Dr. Ira Helfand said it is important to undo the harm of past atomic bomb explosions in New Mexico and Japan, but that it is also important to look at the present, in which he said five nations that have nuclear weapons “have engaged in active warfare.” The five include the U.S. June 21 strike of Iran’s nuclear facilities in Iran’s conflict with Israel and recent tensions between India and Pakistan.
Helfand, a retired Massachusetts internist, is past president of International Physicians for the Prevention of Nuclear War and on the steering group of the International Campaign to Abolish Nuclear Weapons, which won the Nobel Peace Prize in 2017. Helfand gave an assessment of the strength of today’s nuclear weapons which have about 10 times the power of those used by the U.S. against Japan (the atomic bombings of Hiroshima and Nagasaki during World War II) and held by superpowers with mega cities.
“In the cases of New York or Moscow or Beijing, we’re talking about 12 to 15, possibly 18 million people dead in a half an hour. And if this were part of a large-scale war between the United States and Russia, or the United States and China, this kind of destruction would take place in every major city in each of these countries,” he said. “All told, 200-300 million people dead in an afternoon.”

He urged ordinary citizens to push for the dismantling of nuclear weapons and to convince leaders “the nuclear policy they are pursuing is profoundly dangerous,” citing the conclusion by U.S. President Ronald Reagan and Soviet Union leader Mikhail Gorbachev that nuclear disarmament would achieve “genuine security.” But the U.S. formally pulled out of the agreement those leaders struck, the Intermediate-Range Nuclear Forces (INF) Treaty, in 2019.
ICAN Executive Director Melissa Parke, from Australia, said she hoped to see “truth telling” on the part of the U.S. government regarding the effects of the Trinity test and other nuclear weapons’ development as well as an apology and “recognition that nuclear weapons do not provide national security.”
“The case for disarmament is not utopian,” said Parke. “It is existential, and therefore must be reframed as a global security imperative. The future demands common security, not mutual destruction. The solidarity between peoples impacted by nuclear weapons’ use and testing and all that comes with those activities, has fueled a global movement to end nuclear weapons.”
Parke pointed to the United Nations Treaty on the Prohibition of Nuclear Weapons, a legally binding document that would ban nuclear weapons aimed at their total elimination. So far the treaty has 94 signatory countries, not including the U.S., which has “strongly encouraged” other nations to vote against the resolution, according to ICAN.

> **What you need to do**: Reproduce, word for word, the part of the nuclear disarmament passage that opens with the words containing "Dr. Ira Helfand" and closes with "India and Pakistan.".

> **Provided records**:
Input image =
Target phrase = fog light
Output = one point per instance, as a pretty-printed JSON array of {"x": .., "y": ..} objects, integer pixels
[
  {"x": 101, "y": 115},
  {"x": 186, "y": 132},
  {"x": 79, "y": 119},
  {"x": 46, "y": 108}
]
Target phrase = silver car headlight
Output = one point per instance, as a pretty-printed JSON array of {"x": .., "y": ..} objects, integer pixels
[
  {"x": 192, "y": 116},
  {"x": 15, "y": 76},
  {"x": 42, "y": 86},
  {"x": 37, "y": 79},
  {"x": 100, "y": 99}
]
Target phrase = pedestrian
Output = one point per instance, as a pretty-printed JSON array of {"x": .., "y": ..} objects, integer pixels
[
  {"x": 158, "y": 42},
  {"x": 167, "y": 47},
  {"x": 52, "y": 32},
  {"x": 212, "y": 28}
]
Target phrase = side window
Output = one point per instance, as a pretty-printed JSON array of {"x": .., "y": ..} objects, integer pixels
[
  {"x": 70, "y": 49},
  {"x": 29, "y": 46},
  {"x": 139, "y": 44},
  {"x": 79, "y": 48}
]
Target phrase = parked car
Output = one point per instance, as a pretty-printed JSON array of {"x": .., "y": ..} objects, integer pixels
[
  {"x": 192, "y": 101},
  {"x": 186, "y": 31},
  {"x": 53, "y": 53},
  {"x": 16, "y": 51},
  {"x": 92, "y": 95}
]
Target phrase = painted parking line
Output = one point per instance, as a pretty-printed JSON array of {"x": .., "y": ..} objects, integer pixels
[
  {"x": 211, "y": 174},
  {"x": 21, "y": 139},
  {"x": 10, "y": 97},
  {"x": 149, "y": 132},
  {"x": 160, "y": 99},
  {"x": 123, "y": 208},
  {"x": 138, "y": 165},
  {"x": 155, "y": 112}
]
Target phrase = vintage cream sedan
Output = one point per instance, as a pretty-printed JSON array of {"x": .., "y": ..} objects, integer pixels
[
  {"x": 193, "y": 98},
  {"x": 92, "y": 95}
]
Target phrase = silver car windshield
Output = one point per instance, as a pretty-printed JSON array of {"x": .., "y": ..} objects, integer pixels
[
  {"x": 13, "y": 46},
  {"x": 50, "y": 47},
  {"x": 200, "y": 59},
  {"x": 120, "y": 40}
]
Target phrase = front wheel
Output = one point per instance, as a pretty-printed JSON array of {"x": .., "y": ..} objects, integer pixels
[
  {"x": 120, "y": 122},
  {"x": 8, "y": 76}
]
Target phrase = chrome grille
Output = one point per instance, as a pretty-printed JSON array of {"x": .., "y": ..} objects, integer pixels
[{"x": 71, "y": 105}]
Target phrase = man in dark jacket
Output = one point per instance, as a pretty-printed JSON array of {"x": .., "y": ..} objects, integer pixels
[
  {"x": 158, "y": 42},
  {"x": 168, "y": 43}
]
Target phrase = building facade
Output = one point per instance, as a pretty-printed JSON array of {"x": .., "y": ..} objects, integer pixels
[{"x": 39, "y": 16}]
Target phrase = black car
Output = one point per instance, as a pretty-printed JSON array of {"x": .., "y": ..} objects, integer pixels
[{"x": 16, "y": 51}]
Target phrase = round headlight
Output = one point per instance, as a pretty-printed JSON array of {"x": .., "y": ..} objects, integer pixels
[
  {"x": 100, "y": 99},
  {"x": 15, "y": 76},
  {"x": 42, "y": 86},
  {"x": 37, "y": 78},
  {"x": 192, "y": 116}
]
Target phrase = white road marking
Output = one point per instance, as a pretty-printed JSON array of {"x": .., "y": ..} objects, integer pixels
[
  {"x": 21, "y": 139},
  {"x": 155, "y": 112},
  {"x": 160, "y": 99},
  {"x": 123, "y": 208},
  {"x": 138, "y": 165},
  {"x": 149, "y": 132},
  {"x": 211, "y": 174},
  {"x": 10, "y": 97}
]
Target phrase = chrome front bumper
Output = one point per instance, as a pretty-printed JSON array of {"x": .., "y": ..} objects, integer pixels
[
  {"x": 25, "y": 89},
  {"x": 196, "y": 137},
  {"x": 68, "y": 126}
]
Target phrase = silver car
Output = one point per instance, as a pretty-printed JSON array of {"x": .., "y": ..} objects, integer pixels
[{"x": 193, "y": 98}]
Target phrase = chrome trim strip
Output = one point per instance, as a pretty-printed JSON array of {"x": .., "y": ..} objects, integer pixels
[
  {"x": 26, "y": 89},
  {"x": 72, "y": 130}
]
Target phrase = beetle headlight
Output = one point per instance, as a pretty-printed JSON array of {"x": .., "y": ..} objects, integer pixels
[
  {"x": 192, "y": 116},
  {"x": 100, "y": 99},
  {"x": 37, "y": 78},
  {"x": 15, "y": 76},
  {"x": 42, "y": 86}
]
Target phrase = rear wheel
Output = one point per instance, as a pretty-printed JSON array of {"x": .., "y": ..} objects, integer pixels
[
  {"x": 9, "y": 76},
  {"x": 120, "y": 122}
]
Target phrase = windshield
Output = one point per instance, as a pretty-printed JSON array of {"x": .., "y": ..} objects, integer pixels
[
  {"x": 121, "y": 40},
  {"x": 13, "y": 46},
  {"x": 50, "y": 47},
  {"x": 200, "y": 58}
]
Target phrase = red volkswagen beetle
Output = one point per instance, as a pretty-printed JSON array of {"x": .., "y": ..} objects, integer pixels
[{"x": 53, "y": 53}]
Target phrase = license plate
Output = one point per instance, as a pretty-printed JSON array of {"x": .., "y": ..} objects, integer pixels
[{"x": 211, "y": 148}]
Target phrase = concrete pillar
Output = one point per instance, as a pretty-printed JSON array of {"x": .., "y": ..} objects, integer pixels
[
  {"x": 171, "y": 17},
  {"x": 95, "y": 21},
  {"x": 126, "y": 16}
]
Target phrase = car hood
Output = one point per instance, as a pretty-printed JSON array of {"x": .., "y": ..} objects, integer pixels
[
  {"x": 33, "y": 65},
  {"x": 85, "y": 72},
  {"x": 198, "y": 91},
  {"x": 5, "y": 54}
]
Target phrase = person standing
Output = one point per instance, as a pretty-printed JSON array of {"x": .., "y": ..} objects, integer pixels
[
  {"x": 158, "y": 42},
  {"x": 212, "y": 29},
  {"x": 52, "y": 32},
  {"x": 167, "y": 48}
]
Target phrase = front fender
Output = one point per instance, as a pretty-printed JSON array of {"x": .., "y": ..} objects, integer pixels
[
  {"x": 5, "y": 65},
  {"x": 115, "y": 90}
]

> **The completed task**:
Dr. Ira Helfand said it is important to undo the harm of past atomic bomb explosions in New Mexico and Japan, but that it is also important to look at the present, in which he said five nations that have nuclear weapons “have engaged in active warfare.” The five include the U.S. June 21 strike of Iran’s nuclear facilities in Iran’s conflict with Israel and recent tensions between India and Pakistan.